Given text:
(begin)
As launch day approached, and excitement built up both volumes and prices at Yobit and Bloombit, the skeptics who tried to bring in common sense were lumped in with the trolls. As the go-time of May 24 8 PM UTC approached, Yobit's IOU price went back up above 0.01 Bitcoins. On go-day, it climbed above seven dollars.
Thank You For Flying Tornado Galactic
Just before the Big Day, the Lisk team announced the major exchange that would be listing it on launch – one that they had kept a secret because of a non-disclosure agreement. Common-sense folks like me had presumed it would be Bittrex, a big exchange that does list major alts on launch. We were right and wrong. Bittrex did announce the listing a bit before launch time, but so did the much bigger Poloniex.
This was huge news. Even for white-hot launches, Poloniex usually left it to Bittrex to be the first lister. "Polo"'s principals took their time and audited the code before adding even a biggie. In order to make sure nothing went wrong, Poloniex waited for a full three hundred and one confirmation before crediting a Lisk holder's deposit. Effectively, they were waiting for three full round-robins of Lisk's 101 delegates before making sure it had securely received the Lisk.
(end)
Data excerpts:
(begin)
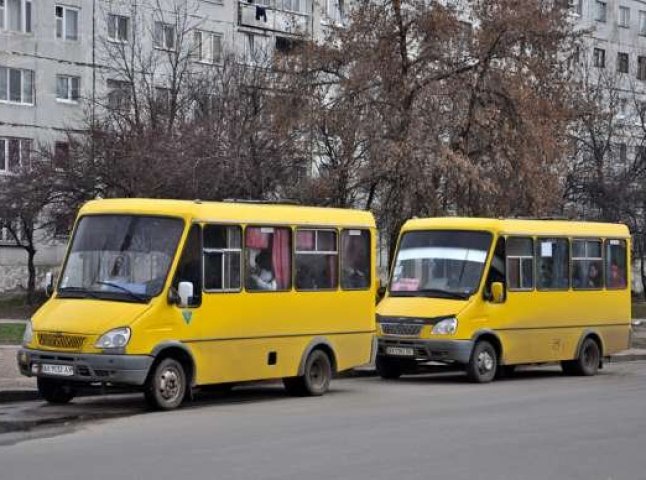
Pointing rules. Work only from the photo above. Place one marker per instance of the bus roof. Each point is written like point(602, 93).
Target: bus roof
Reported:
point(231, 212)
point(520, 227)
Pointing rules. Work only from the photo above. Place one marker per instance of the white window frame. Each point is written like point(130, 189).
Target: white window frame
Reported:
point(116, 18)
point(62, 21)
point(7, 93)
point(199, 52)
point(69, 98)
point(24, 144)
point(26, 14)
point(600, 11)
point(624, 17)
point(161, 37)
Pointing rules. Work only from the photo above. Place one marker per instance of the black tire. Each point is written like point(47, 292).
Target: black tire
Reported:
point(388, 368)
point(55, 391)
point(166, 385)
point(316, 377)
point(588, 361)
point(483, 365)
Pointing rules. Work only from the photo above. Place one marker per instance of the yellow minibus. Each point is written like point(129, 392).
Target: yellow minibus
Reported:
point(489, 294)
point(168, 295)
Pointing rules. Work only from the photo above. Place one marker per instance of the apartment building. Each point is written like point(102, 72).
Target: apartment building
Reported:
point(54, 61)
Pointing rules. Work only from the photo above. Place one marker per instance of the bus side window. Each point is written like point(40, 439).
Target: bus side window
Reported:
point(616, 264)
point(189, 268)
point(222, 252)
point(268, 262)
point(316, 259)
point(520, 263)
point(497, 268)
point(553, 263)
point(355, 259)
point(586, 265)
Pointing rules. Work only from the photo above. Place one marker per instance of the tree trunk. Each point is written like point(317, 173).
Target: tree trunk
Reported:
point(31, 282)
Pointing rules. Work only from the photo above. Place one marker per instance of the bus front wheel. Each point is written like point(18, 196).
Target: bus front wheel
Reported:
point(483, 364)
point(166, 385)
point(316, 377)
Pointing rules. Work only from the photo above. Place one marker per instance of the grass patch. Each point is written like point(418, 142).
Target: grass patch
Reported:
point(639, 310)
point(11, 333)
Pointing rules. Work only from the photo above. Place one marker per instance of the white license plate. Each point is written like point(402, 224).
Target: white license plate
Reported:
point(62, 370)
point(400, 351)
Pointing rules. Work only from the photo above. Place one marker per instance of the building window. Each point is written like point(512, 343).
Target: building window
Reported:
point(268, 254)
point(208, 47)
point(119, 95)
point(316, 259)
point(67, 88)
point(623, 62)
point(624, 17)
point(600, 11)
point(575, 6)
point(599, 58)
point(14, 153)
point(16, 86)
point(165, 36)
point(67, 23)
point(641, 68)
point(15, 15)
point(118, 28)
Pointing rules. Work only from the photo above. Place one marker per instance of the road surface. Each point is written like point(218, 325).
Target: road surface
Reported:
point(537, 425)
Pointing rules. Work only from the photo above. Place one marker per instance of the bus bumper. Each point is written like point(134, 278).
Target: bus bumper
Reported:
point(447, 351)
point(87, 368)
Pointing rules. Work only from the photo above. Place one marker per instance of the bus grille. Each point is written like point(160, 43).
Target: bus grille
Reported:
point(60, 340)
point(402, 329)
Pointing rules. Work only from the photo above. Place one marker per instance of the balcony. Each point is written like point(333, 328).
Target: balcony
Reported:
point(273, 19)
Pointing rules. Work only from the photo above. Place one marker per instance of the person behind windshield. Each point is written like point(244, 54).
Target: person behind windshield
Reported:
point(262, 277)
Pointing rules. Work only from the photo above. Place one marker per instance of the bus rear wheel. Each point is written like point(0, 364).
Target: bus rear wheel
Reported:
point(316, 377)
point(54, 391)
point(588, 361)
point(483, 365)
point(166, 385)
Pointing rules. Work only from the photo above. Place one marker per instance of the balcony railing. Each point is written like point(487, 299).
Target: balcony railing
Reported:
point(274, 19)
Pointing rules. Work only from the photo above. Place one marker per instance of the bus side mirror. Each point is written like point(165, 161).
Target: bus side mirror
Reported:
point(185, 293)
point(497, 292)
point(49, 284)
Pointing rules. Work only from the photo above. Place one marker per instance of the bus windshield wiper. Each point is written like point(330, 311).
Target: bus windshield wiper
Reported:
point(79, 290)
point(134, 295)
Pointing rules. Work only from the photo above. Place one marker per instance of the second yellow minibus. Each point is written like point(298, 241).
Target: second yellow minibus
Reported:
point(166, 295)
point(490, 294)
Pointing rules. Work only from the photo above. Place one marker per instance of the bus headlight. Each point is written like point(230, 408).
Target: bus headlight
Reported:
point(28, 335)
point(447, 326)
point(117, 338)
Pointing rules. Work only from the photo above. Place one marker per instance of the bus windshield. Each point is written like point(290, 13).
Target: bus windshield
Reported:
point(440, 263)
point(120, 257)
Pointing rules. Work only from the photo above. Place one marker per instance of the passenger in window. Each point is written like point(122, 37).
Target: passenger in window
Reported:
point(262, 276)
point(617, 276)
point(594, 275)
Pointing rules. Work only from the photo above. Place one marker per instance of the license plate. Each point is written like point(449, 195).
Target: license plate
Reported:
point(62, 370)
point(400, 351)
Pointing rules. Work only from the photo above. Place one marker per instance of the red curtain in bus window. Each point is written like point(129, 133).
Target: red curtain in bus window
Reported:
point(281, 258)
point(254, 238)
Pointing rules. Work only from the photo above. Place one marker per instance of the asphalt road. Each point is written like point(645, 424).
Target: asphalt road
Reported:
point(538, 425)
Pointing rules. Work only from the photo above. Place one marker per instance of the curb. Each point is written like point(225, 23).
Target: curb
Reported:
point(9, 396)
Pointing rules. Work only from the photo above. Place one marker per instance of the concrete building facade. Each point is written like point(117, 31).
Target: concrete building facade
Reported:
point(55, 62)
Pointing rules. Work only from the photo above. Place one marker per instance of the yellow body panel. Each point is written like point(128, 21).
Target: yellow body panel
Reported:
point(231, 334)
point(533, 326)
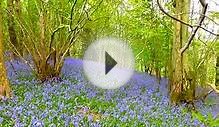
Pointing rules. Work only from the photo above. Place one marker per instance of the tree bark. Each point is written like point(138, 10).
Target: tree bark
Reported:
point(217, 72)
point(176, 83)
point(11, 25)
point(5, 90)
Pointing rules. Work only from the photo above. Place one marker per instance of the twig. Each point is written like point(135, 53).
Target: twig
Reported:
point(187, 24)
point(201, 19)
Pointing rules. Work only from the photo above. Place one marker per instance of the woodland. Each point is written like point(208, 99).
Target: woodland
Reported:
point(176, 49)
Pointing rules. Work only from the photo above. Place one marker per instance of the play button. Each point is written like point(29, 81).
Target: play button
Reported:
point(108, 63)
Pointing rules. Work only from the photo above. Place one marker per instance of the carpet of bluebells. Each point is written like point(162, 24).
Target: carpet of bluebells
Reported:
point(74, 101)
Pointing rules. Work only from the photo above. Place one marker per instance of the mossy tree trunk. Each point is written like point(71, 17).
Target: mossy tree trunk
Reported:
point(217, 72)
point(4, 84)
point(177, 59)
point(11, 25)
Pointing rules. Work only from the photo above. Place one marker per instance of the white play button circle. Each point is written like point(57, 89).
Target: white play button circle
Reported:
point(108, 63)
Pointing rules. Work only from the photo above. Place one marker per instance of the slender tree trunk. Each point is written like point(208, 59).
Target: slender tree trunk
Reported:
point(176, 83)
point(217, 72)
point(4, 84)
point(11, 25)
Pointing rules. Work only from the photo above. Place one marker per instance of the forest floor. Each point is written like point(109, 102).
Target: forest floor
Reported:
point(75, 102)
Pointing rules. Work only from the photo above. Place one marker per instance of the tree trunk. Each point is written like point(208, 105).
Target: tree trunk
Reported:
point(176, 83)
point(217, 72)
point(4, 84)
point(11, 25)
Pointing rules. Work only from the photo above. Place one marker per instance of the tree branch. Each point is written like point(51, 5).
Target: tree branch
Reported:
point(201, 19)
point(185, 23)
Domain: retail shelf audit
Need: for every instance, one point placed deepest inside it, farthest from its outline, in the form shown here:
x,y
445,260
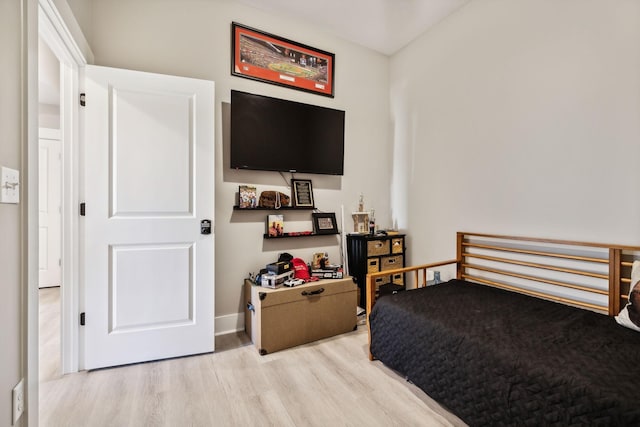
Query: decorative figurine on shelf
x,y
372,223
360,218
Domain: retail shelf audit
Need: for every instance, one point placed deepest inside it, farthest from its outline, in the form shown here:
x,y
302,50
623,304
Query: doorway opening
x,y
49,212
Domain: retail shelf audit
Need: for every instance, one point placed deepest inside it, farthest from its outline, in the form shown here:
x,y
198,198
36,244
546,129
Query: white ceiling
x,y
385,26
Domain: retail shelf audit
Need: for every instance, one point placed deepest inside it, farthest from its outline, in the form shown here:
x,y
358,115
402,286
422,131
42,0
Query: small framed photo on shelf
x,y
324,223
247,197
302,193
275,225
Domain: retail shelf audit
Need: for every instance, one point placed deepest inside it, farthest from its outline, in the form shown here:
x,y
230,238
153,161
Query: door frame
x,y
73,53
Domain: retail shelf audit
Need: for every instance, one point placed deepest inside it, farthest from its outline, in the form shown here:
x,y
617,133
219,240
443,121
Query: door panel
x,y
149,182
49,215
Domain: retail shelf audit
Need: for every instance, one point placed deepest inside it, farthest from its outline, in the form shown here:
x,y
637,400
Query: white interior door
(end)
Work instructions:
According to the text about the Lisk launch, how many confirmations did Poloniex wait for before crediting a Lisk holder's deposit?

Answer for this exercise:
Three hundred and one confirmations.